(Entries supplied Opens)
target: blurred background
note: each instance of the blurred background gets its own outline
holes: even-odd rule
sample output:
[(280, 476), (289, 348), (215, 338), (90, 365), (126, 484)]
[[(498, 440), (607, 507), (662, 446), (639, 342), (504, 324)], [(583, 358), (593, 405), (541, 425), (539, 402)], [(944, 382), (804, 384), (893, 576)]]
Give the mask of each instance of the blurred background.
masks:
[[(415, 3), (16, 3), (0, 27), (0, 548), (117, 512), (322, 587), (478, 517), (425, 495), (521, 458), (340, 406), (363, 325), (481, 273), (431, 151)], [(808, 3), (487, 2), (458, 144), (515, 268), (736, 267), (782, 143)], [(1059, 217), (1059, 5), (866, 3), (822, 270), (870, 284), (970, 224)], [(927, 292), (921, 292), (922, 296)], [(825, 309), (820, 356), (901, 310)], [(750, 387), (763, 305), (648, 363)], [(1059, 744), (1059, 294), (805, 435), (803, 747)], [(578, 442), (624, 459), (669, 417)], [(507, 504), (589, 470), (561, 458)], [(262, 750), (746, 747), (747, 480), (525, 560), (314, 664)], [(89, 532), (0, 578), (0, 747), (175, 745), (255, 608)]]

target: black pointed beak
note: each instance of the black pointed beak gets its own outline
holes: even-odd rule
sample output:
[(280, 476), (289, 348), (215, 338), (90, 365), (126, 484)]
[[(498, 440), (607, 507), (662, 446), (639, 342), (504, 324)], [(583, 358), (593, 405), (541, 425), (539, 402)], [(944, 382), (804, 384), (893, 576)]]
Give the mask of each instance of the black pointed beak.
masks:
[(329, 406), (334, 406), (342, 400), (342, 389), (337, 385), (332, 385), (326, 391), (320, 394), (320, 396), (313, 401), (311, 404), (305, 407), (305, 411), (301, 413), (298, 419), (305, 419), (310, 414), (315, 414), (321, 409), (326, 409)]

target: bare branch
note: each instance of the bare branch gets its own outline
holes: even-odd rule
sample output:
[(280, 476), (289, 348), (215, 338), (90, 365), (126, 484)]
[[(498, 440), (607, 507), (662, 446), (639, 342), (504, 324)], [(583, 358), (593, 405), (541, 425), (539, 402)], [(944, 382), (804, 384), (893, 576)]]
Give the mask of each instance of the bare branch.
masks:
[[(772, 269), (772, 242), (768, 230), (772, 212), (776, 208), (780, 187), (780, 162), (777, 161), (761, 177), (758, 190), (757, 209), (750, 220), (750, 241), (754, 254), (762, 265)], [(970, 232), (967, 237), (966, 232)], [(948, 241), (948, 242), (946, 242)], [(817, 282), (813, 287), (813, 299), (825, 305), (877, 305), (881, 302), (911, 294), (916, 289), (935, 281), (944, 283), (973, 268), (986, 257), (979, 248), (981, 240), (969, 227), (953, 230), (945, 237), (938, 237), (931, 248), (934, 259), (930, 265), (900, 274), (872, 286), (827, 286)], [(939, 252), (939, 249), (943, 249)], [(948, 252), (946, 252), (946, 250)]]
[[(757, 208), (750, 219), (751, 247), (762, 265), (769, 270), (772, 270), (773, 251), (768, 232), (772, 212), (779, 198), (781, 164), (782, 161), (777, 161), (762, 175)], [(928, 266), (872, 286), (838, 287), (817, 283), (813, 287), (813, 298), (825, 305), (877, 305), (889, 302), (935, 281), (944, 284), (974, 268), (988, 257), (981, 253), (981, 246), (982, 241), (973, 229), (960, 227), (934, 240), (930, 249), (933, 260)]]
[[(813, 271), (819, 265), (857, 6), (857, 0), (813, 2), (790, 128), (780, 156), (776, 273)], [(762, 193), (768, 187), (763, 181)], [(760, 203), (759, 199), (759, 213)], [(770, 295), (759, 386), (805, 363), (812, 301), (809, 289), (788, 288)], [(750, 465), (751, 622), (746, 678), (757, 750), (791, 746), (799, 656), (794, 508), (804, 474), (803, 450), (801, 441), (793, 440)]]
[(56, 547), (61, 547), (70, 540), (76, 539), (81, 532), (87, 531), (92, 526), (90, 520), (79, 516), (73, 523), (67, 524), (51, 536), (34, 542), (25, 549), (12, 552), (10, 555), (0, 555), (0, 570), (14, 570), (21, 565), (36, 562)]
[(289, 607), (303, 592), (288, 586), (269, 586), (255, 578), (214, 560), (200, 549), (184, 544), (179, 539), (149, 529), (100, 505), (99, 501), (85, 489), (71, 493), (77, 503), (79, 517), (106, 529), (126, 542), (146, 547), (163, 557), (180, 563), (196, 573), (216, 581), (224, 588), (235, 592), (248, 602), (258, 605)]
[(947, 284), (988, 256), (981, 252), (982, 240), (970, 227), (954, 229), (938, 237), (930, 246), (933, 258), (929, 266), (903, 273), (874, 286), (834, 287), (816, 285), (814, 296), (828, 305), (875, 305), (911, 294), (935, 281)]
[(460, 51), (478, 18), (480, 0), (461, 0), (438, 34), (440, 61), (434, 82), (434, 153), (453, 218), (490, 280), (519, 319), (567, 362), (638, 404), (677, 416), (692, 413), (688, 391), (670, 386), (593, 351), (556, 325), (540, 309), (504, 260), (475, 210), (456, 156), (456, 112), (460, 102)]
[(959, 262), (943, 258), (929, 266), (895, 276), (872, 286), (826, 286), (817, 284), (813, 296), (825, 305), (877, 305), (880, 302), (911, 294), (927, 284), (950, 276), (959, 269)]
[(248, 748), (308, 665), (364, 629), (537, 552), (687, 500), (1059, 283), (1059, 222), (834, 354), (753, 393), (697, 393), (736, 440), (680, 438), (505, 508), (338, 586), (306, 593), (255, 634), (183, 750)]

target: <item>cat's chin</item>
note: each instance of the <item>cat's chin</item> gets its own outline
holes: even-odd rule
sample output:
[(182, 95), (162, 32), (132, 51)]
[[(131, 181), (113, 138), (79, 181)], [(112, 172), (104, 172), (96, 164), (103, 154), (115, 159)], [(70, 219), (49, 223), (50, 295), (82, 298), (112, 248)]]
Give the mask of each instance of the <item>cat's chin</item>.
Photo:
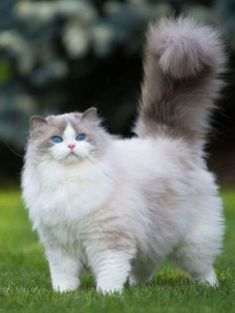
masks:
[(76, 155), (76, 154), (69, 154), (68, 156), (66, 156), (65, 158), (60, 160), (60, 162), (65, 164), (65, 165), (71, 165), (71, 164), (78, 164), (82, 160), (83, 160), (83, 158)]

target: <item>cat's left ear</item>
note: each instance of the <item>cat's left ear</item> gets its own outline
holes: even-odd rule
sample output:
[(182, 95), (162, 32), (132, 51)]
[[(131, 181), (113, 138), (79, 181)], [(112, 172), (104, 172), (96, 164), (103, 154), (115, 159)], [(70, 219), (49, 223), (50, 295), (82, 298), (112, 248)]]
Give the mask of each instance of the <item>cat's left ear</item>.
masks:
[(34, 115), (30, 118), (30, 131), (39, 129), (45, 126), (46, 124), (47, 124), (47, 121), (45, 118)]
[(82, 120), (95, 122), (97, 120), (97, 109), (95, 107), (91, 107), (91, 108), (87, 109), (82, 114)]

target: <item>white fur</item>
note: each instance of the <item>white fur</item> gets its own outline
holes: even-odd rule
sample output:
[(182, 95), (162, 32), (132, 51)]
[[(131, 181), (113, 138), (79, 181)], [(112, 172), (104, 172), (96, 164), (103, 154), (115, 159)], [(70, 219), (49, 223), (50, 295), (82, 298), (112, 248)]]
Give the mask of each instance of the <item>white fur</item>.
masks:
(Entries supplied Closes)
(Aim of the exercise) Beginning at the line that holds "note: each instance of the <item>cat's left", copy every line through the end of the entries exactly as given, and only those lines.

(Task output)
note: each instance of the <item>cat's left ear</item> gets its own outline
holes: even-odd rule
sample output:
[(182, 95), (162, 32), (132, 51)]
[[(131, 181), (113, 138), (79, 181)], [(112, 172), (104, 172), (96, 164), (103, 154), (115, 159)], [(70, 219), (49, 223), (50, 295), (82, 298), (112, 248)]]
Give the mask of each instance of the <item>cat's left ear</item>.
masks:
[(34, 115), (30, 118), (30, 131), (39, 129), (45, 126), (46, 124), (47, 124), (47, 121), (45, 118)]
[(82, 120), (95, 122), (97, 120), (97, 109), (95, 107), (91, 107), (91, 108), (87, 109), (82, 114)]

target: <item>white fur</item>
note: each instance of the <item>white fur</item> gets its own outline
holes: even-odd rule
sample output:
[(182, 95), (162, 32), (132, 51)]
[[(131, 181), (113, 138), (79, 181)], [(112, 172), (104, 172), (96, 164), (103, 154), (115, 159)], [(70, 219), (49, 223), (50, 295), (82, 298), (112, 248)]]
Give the mask of each instance of the <item>white fur</item>.
masks:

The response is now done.